**WHAT YOU ARE ASKED TO DO**
Edit the material below by replacing "simplified polygon" with "closed polygon" wherever it occurs, and leave every other character unchanged.

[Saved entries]
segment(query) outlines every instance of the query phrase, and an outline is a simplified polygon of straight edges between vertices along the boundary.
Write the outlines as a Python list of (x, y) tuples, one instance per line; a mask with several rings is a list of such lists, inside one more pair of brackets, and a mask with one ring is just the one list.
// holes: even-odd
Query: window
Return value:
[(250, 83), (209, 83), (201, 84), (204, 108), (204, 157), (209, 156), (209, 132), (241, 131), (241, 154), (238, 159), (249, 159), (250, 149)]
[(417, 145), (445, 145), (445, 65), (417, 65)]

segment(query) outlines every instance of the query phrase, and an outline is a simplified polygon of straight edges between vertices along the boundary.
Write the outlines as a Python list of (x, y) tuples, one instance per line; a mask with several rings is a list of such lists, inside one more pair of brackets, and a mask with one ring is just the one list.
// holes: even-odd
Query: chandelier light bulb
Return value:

**CORRECT RESPONSE**
segment(query) outlines every instance of the query phrase, and an outline is a closed polygon of straight edges between vertices along the boundary.
Write the outlines as a Python list of (x, y) tuples, one instance per line; a mask with several rings is a list of such lists, inside one more pair of brackets, and a mask with one ring is just the one list.
// holes: even-odd
Query: window
Return value:
[(250, 83), (209, 83), (201, 84), (204, 108), (204, 157), (209, 156), (209, 132), (241, 131), (241, 154), (238, 159), (249, 159), (250, 149)]
[(417, 145), (445, 145), (445, 65), (417, 65)]

segment(query) outlines every instance of the query phrase, and an outline is a closed polygon of straight edges between vertices along the boundary.
Write the outlines as a Python list of (x, y) tuples, one instance per line; a mask with several rings is a list of such lists, inside one more pair of brackets, and a mask with one ring is just the one list.
// holes: even-odd
Query: chandelier light bulb
Return value:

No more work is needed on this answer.